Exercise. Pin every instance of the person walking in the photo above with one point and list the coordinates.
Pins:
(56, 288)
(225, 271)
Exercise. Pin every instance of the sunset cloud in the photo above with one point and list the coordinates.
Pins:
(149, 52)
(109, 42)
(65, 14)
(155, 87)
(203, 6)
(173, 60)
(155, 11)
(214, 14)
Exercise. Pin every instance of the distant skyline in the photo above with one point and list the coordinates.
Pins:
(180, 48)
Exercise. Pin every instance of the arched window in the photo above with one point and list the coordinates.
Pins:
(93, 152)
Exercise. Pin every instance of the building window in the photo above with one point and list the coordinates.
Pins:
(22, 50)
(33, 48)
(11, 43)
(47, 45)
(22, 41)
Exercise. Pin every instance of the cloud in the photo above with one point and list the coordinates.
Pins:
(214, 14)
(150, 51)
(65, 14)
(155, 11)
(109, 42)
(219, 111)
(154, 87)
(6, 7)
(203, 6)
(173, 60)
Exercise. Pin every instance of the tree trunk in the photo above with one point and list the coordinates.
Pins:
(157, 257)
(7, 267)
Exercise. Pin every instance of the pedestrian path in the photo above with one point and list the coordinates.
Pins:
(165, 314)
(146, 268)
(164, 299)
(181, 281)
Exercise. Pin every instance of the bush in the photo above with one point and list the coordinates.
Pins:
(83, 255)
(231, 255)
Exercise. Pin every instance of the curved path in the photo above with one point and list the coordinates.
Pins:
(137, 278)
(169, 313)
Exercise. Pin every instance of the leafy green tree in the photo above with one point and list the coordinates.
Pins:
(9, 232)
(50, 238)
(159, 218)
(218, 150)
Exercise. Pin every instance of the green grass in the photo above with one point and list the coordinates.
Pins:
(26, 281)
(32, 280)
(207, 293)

########

### Problem details
I'd like all of the entries written out again exactly as they appear above.

### Your response
Exercise. Pin every instance of the person walking in the photo above with one point and list the coordinates.
Pins:
(56, 288)
(225, 271)
Exercise. Pin every instance of the sunset cloud in the photo above with one point and list the coordinates.
Pins:
(149, 52)
(109, 42)
(65, 14)
(155, 87)
(203, 6)
(173, 60)
(155, 11)
(214, 14)
Exercise. Pin every instance of the distant skyline in the photo above with one point and list the coordinates.
Pins:
(180, 48)
Exercise. Pin every instance of the arched window in the photo above with one point and list the coordinates.
Pins:
(93, 152)
Exercise. Pin every instance of the building window in the photo above with one point and list the coordinates.
Pins:
(22, 50)
(33, 48)
(11, 43)
(47, 45)
(22, 41)
Exercise. Pin every instance of the cloud in the photo above with one point and list the coordinates.
Pins:
(214, 14)
(150, 51)
(65, 14)
(155, 11)
(109, 42)
(219, 111)
(154, 87)
(6, 7)
(203, 6)
(173, 60)
Exercise. Pin every instance of the tree trunk in the photo above with one point and list the coordinates.
Pins:
(157, 257)
(7, 267)
Exercise. Pin every instance of the pedestrian path in the photo above with one point and list the coordinates.
Pins:
(165, 314)
(146, 268)
(164, 299)
(181, 281)
Exercise. Pin every instance of the bush in the photo above with one point and list the coordinates.
Pins:
(83, 255)
(231, 255)
Exercise. Pin every instance of the curved path in the photo above with one point and list the coordinates.
Pins:
(137, 278)
(169, 313)
Exercise. Pin every instance of the leafy green tree in the photo above with one point and list the coordinates.
Pins:
(9, 232)
(50, 238)
(159, 218)
(218, 150)
Exercise. Pin every instance of the green grass in the photo above with one point and list the coordinates.
Pins:
(26, 281)
(32, 280)
(207, 293)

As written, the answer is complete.